**SET EXERCISE**: Transcribe the tail of the listing: start at the line containing "One point marks each instance of the maruti" and stop after the last line, keeping every character as is and adding nothing.

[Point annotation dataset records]
Start
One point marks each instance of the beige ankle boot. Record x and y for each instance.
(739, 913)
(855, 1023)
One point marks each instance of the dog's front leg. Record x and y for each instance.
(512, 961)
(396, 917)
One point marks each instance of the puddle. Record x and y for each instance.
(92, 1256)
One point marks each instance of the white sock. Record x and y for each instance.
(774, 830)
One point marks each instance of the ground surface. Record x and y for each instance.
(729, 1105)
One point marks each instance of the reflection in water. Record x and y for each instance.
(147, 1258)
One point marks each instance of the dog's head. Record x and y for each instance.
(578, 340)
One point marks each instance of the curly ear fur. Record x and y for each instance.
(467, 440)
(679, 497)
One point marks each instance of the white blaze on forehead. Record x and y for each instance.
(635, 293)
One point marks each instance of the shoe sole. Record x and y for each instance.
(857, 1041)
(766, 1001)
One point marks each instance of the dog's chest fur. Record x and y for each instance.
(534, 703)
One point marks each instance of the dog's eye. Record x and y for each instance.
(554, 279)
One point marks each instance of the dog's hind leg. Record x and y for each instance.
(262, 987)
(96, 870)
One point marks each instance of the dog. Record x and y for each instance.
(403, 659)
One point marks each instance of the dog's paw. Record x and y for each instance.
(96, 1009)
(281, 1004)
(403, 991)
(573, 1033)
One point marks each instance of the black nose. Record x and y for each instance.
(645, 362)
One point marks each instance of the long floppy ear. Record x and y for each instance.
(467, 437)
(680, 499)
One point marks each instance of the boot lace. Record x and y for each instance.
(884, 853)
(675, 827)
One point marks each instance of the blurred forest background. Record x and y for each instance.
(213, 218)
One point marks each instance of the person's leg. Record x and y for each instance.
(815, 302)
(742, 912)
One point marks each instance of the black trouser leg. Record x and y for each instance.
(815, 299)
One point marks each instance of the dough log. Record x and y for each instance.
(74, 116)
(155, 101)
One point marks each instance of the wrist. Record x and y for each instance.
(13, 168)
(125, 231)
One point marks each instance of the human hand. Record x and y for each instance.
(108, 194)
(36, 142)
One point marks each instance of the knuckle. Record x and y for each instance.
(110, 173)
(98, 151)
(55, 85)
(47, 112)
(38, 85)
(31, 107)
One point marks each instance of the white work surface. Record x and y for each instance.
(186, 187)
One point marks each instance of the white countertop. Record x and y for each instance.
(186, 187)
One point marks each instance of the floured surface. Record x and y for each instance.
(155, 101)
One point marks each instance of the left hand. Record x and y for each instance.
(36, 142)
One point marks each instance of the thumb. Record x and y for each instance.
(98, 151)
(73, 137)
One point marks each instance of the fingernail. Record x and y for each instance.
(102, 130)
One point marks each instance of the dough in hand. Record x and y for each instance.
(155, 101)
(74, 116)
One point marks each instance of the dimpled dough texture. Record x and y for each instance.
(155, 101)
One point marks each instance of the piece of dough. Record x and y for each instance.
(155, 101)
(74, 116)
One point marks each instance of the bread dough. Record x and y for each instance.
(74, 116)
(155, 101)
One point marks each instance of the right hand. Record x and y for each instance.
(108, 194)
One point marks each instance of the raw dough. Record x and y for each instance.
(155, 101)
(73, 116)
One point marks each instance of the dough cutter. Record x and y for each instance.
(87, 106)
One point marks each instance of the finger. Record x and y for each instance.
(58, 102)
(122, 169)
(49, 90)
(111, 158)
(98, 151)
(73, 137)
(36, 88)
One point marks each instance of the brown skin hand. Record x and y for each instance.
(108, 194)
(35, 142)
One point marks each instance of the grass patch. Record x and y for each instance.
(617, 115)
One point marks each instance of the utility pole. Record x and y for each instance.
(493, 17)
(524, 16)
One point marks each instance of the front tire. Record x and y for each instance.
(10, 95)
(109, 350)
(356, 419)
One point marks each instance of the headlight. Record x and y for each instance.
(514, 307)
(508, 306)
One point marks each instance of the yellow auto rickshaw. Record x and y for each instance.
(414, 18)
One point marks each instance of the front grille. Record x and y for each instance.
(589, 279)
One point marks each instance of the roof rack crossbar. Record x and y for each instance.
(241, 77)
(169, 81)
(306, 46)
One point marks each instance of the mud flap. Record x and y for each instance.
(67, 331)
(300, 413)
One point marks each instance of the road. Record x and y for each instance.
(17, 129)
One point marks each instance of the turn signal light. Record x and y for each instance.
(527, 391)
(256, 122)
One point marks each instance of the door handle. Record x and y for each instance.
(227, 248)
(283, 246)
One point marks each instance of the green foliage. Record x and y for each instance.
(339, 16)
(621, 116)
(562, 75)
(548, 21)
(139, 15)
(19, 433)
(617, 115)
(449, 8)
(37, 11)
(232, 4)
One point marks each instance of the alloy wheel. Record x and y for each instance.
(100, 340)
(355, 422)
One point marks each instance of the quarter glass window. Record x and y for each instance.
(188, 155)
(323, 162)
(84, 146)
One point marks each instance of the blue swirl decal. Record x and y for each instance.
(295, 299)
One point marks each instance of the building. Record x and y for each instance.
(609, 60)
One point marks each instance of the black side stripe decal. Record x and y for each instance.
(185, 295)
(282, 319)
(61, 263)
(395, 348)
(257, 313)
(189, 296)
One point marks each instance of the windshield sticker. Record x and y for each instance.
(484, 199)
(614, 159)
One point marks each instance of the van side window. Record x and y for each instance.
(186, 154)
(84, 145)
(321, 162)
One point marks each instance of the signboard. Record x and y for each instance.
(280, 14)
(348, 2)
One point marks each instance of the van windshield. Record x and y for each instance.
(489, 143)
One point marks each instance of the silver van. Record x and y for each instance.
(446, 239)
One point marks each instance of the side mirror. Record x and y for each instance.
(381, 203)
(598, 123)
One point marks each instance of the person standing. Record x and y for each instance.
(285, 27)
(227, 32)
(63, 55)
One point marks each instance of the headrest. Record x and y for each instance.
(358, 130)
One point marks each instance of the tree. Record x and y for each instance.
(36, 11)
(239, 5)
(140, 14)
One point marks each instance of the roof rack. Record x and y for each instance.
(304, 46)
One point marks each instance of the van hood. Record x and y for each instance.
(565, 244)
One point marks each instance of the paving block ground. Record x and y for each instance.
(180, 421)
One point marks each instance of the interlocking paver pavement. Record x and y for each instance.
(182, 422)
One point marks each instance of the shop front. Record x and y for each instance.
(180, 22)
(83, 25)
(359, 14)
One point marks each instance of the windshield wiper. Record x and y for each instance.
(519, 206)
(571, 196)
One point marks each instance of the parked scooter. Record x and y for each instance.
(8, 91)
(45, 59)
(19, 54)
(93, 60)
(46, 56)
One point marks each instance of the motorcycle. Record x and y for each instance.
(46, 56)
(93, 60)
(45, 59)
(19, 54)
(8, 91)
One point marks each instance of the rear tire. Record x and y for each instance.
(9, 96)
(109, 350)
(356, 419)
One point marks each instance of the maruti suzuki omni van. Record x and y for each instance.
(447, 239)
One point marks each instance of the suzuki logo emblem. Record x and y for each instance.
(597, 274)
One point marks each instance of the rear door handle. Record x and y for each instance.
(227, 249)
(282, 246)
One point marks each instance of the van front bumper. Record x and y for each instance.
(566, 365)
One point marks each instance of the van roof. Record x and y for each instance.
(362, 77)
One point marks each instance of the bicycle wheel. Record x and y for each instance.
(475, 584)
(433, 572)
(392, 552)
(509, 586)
End
**TASK RESULT**:
One point marks each instance of the maruti suzuki omni van. Record x and y for each instance.
(447, 239)
One point marks each instance of the suzuki logo emblem. Record x and y for each instance.
(597, 274)
One point marks each instance of the rear door handle. Record x and y for each instance.
(227, 249)
(282, 246)
One point marks each instance of the van front bumper. Record x and y for each instance.
(566, 365)
One point marks each instance of the van roof. Record x and y for each instance.
(362, 77)
One point marks each instance of the bicycle wheel. Record x and y for each instance.
(475, 584)
(433, 572)
(392, 552)
(509, 586)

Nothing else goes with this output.